--- START Records provided ---

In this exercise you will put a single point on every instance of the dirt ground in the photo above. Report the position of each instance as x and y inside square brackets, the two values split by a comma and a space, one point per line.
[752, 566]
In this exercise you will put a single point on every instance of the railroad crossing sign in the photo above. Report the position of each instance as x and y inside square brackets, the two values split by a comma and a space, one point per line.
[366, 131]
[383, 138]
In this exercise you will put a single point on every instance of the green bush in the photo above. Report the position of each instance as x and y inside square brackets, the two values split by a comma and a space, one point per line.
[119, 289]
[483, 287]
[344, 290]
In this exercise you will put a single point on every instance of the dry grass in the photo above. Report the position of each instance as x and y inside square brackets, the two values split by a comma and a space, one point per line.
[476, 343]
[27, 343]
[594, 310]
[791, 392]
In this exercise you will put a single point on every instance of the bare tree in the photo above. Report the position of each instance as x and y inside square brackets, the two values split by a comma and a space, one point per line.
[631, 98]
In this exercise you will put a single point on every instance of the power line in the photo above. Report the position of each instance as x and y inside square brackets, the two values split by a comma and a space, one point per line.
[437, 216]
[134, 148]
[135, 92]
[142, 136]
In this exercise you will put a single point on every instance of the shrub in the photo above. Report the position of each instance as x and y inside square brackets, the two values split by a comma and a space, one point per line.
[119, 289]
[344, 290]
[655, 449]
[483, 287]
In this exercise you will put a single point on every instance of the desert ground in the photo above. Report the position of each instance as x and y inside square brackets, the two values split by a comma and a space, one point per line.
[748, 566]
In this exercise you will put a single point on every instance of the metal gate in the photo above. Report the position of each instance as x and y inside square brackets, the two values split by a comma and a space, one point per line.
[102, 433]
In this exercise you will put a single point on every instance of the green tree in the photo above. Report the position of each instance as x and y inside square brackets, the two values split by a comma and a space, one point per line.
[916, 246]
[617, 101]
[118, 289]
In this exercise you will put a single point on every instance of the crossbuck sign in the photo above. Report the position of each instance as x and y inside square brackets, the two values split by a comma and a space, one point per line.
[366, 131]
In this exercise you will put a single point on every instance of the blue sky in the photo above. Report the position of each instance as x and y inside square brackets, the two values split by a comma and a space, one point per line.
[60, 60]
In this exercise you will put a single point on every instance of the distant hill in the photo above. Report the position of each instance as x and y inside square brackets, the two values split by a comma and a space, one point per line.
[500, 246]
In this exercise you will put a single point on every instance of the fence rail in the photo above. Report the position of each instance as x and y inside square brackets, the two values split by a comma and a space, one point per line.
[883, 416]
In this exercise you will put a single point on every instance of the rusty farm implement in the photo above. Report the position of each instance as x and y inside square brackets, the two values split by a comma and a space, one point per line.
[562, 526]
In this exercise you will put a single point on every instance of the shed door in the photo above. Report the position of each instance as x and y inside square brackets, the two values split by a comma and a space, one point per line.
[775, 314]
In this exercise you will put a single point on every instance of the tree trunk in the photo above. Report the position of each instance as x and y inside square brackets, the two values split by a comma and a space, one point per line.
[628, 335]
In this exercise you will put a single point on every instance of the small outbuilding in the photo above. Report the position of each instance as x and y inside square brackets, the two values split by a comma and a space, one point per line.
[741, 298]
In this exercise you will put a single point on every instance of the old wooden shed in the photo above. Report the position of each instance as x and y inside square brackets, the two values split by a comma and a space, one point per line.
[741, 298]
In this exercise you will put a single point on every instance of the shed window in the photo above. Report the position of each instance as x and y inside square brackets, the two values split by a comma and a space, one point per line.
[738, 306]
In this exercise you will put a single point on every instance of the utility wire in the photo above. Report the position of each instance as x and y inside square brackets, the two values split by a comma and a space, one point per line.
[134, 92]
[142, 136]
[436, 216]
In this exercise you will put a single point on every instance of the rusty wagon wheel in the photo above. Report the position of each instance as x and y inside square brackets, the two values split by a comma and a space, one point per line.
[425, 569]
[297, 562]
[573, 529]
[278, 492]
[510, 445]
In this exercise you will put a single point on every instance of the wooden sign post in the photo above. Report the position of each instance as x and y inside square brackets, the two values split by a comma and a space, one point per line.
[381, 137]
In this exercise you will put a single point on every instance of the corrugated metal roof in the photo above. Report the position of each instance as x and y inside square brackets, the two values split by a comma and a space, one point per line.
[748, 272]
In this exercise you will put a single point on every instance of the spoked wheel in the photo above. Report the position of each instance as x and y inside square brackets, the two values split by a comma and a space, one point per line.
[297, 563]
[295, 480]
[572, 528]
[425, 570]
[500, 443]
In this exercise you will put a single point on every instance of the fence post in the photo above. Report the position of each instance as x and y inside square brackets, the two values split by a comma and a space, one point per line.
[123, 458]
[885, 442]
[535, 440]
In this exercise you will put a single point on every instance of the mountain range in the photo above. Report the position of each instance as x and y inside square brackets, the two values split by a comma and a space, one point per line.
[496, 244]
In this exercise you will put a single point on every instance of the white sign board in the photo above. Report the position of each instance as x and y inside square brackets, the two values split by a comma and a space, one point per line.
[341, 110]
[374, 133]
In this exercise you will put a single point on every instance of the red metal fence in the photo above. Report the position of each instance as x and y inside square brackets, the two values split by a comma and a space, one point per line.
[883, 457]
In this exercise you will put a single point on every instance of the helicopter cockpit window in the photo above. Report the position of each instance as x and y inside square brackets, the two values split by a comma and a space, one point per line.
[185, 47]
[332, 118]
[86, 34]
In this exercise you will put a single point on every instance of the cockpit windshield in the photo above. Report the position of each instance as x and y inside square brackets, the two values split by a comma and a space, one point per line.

--- END Records provided ---

**Exercise directions**
Quote only the lines from the line containing "the red metal" through the end of the listing, please, keeping both the first and the last line.

**Solved exercise**
In this exercise you will put a single point on every instance of the red metal fence in the photo above. Report the position of each instance as x and y inside square brackets, the two values split by a comma and a space, one point per line.
[883, 457]
In this exercise you will put a single point on every instance of the helicopter cockpit window in the photo above. Report the position of each instance as x and y inside square brackets, the two values split by a comma and a space, one point per line.
[185, 47]
[332, 118]
[86, 34]
In this exercise you will put a single point on every instance of the cockpit windshield in the photo above. Report the position of each instance as x and y inside square brackets, the two values split by a comma and a space, one point per line.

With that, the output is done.